__DATA SUPPLIED__.
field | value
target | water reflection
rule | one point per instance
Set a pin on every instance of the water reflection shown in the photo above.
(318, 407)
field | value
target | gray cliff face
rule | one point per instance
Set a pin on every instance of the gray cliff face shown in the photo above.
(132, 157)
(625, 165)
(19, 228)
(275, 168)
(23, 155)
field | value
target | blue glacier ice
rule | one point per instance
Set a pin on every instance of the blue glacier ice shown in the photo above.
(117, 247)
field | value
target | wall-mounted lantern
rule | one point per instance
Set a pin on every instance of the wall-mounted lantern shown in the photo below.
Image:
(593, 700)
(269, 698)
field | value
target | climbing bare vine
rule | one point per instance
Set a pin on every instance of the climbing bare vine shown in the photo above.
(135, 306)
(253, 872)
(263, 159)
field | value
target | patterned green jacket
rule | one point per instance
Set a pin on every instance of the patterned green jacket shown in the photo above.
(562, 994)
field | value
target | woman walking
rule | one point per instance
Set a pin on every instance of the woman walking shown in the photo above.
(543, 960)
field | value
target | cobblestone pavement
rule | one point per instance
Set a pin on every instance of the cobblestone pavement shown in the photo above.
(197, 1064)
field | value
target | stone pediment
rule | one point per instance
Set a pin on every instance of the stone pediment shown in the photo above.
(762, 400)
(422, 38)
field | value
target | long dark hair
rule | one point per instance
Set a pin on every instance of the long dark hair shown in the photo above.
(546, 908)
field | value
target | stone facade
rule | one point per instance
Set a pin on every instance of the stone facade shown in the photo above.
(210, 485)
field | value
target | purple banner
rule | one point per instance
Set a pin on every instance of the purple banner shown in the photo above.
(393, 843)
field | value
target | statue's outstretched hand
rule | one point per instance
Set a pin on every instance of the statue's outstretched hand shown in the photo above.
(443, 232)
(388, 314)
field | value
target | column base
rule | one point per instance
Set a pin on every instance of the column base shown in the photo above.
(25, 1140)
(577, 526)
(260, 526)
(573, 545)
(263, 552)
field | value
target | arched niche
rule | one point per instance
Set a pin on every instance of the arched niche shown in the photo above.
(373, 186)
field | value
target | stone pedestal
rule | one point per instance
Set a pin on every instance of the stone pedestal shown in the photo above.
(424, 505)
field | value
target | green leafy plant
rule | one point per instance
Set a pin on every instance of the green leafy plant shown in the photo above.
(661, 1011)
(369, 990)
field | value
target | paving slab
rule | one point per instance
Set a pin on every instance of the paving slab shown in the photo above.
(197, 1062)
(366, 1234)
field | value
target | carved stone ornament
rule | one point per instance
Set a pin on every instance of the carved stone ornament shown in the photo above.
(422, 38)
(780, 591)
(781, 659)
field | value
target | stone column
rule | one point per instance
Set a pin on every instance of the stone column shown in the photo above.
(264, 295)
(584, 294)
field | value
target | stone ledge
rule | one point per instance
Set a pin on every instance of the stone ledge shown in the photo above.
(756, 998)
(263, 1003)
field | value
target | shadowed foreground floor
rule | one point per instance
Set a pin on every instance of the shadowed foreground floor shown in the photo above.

__PROBLEM DETAILS__.
Print each record again. Nothing may be left out.

__SOLUTION__.
field | value
target | water reflection
rule | one point per instance
Set a pin on every instance of the water reflection shown in the photo above.
(318, 407)
field | value
target | gray cliff face
rule | one point per instance
Set a pin on every instance of the gray cliff face shown in the photo above.
(132, 157)
(625, 165)
(19, 228)
(275, 168)
(23, 155)
field | value
target | blue glacier ice
rule | one point per instance
Set a pin on every instance of the blue glacier ice shown in the photo above.
(117, 247)
field | value
target | wall-mounted lantern
rule | one point per instance
Set a pin on every instance of the wall-mounted lantern shown in the photo below.
Image:
(593, 700)
(269, 698)
field | value
target | climbing bare vine
rule | one point per instance
Set a pin on every instance of the climbing bare vine shown in the photo above.
(135, 306)
(253, 872)
(263, 159)
field | value
target | patterned green jacket
rule | one point per instance
Set a pin on every instance of the patterned green jacket shown in the photo above.
(562, 994)
field | value
target | woman walking
rule | one point per instance
Set a pin on every instance of the woman walking shown in the photo above.
(543, 960)
field | value
target | cobblestone pavement
rule | one point per instance
Set a pin on every instance of the cobblestone pavement shown in the photo above.
(197, 1064)
field | value
target | stone pediment
rule | one point per instance
Set a pin on every instance of the stone pediment shown in the photo above.
(762, 400)
(422, 38)
field | value
target | long dark hair
rule | one point per instance
Set a pin on every instance of the long dark hair shown in the photo above.
(546, 908)
field | value
target | stone facade
rule | one point per instance
Set a pin on every instance of the stone facade shown in the photo above.
(210, 485)
field | value
target | purple banner
rule | one point per instance
Set a pin on every instance of the purple banner shown in the photo above.
(393, 843)
field | value
target | statue's outstretched hand
rule | one point per instance
Set a pin on every instance of the statue's outstretched hand shown in the photo above.
(443, 232)
(388, 314)
field | value
target | column base
rule | one point per instance
Set a pin on every instance of the column base shown in the photo above.
(25, 1140)
(577, 526)
(260, 526)
(573, 545)
(263, 552)
field | value
target | arched niche
rule | one point per instance
Set a pin on every instance of the arched niche shown in the photo above.
(373, 186)
field | value
target | stone pedestal
rule | one point per instance
Set a pin on every instance of the stone pedestal shown in the photo above.
(424, 505)
field | value
target | green leafy plant
rule | one point per instance
Set a pin on every instance of the green leafy plant shown in the photo above.
(661, 1011)
(369, 990)
field | value
target | paving slab
rule | one point per instance
Set a pin on every instance of the paving slab shown in the photo above.
(197, 1062)
(366, 1234)
field | value
target | carved stone ornament
rule | one point per instance
Set a pin on every instance of the carved stone ornament shown in the photo above.
(422, 38)
(780, 591)
(781, 659)
field | value
target | stone column
rule | one point per instance
Set a pin on every instance of the stone column shown in the photo above.
(264, 295)
(584, 294)
field | value
target | stone ledge
rule | one point per instance
Set a pin on every instance of the stone ledge shown in the photo above.
(756, 998)
(263, 1003)
field | value
target | shadowed foreground floor
rule | one point per instance
Set a pin on every instance of the shadowed foreground floor shown in the photo above.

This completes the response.